— BEGIN Information provided —
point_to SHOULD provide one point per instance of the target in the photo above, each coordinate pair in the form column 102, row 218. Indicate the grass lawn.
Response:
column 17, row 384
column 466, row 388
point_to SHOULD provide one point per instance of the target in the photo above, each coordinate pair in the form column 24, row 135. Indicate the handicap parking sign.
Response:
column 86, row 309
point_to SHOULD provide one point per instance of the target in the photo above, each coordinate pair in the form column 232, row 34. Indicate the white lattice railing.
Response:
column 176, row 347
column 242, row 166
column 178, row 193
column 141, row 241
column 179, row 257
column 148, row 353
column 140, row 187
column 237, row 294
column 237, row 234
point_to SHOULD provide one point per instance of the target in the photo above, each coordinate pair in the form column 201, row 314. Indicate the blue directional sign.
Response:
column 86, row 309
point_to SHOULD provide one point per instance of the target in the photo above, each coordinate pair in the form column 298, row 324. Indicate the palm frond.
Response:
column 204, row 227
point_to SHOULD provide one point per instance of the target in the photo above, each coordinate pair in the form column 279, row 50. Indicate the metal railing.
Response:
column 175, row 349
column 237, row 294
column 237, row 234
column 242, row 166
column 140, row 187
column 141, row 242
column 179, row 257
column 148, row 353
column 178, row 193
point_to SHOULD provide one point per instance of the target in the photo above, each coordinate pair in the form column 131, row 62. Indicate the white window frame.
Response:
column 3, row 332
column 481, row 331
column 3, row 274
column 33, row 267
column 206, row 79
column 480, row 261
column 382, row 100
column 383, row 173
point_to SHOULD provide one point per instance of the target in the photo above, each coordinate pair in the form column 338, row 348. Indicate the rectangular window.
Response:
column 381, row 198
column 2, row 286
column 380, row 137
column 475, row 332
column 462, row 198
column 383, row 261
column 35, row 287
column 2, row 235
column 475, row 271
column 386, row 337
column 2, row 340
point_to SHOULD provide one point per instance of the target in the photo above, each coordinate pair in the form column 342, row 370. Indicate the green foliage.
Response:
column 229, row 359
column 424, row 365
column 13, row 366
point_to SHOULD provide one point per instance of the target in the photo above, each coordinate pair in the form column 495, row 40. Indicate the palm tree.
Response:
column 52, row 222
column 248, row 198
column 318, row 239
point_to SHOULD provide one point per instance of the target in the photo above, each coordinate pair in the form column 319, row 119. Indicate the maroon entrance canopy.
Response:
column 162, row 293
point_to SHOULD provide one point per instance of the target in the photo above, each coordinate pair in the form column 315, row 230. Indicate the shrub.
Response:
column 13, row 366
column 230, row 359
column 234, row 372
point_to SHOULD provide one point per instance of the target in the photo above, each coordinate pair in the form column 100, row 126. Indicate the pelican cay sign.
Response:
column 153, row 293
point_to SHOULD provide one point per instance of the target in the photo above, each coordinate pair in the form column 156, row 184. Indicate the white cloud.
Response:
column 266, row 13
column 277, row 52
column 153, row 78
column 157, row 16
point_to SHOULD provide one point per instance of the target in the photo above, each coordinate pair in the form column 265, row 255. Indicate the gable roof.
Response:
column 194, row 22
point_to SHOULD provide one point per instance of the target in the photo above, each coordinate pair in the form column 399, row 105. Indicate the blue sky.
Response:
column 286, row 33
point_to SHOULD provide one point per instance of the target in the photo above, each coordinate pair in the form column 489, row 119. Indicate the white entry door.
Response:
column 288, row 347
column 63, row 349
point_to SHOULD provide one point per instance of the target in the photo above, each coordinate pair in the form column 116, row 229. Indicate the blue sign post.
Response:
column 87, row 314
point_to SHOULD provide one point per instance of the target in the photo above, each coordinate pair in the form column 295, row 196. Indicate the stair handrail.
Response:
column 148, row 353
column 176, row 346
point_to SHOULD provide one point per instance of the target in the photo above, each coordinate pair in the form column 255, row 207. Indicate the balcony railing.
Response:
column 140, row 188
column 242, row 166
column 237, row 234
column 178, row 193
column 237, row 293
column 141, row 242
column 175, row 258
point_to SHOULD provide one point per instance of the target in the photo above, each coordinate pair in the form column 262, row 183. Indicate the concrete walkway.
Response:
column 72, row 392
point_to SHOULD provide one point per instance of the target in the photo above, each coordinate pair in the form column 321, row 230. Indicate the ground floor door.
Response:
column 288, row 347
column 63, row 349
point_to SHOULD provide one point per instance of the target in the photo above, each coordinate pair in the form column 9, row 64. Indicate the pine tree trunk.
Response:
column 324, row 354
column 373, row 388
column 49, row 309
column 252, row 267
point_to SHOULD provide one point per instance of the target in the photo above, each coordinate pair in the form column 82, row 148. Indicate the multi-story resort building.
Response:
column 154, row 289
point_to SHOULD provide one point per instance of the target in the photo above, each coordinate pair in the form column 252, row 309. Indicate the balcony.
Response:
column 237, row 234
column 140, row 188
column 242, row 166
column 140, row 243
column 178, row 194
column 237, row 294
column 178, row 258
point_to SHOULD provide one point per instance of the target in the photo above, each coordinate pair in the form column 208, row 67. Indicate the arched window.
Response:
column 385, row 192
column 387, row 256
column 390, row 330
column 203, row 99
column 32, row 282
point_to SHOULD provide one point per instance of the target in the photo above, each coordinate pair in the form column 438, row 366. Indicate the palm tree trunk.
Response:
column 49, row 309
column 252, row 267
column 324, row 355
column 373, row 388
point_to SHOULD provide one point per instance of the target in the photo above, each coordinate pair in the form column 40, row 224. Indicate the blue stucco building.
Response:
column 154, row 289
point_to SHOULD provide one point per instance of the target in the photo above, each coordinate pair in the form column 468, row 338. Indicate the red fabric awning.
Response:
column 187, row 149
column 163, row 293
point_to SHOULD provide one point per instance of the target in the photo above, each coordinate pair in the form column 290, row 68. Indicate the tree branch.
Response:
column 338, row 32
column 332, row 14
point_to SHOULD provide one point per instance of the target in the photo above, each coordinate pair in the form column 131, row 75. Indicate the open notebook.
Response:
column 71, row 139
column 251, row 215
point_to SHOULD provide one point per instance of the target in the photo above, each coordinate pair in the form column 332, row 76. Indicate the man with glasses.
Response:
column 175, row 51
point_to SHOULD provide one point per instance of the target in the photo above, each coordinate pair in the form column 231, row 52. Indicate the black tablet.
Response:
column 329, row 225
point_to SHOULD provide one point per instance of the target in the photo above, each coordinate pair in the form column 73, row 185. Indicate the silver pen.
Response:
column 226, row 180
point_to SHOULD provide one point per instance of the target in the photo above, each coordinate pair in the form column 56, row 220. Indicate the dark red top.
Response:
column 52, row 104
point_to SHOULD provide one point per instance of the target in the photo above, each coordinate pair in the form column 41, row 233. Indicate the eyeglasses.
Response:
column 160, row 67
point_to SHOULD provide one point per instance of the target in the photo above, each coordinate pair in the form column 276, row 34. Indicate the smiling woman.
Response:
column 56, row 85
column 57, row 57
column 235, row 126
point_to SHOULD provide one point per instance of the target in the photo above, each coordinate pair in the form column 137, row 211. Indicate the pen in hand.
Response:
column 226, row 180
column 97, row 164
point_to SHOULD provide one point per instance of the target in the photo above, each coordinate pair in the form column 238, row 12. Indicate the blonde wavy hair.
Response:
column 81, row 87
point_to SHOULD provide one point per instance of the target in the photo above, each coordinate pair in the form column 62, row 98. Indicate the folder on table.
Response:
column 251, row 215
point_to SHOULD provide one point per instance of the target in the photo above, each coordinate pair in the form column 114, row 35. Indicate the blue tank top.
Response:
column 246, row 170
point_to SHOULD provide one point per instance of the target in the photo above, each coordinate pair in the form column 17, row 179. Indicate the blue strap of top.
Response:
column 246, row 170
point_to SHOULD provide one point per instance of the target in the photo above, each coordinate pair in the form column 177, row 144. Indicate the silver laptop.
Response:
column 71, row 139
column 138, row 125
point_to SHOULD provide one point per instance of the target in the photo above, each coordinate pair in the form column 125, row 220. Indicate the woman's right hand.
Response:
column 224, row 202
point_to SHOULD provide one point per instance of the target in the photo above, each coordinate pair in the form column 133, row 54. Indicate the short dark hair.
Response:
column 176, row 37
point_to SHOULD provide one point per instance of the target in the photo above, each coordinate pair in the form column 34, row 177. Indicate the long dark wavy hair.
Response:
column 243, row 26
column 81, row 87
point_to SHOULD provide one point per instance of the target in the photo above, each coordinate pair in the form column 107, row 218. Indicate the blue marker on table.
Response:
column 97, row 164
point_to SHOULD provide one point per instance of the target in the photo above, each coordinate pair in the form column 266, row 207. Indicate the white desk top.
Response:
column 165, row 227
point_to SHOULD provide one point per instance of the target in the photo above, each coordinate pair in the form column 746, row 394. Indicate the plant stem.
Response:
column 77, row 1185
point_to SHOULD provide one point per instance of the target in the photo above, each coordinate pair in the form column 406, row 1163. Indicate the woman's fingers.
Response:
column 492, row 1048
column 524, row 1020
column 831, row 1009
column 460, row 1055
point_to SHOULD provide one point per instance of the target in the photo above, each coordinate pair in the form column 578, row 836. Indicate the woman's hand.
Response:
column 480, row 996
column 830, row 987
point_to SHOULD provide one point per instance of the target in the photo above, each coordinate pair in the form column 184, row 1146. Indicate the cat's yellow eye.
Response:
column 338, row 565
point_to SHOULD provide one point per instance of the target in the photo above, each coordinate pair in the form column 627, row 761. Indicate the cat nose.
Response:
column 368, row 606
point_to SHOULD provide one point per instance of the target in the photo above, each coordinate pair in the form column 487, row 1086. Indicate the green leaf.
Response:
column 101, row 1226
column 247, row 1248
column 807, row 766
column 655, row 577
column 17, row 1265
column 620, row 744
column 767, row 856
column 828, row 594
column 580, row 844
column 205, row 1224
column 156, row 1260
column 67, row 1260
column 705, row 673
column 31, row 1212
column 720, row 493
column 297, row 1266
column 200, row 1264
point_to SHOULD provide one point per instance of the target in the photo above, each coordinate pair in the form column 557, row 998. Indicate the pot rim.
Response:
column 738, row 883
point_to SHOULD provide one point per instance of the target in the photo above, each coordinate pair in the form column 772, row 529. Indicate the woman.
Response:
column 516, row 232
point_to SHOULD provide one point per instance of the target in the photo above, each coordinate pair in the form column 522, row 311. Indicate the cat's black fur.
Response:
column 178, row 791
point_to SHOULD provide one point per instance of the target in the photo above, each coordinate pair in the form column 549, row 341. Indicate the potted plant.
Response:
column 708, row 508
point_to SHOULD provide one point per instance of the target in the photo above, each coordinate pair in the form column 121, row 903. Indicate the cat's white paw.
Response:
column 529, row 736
— END Information provided —
**Task statement:** Reproduce the stretch of the listing from the line that contains "white entry door." through the line that contains "column 176, row 346", switching each "Response" to "Answer" and leaving everything else unchanged.

**Task result:**
point_to SHOULD provide one point per instance of the target in the photo above, each coordinate pair in the form column 489, row 119. Indicate the white entry door.
Answer:
column 288, row 347
column 63, row 349
point_to SHOULD provide one point per instance of the target in the photo above, each coordinate pair in the form column 116, row 229. Indicate the blue sign post.
Answer:
column 87, row 314
point_to SHOULD provide one point per instance of the target in the photo above, each coordinate pair in the form column 295, row 196. Indicate the stair handrail.
Answer:
column 148, row 353
column 176, row 346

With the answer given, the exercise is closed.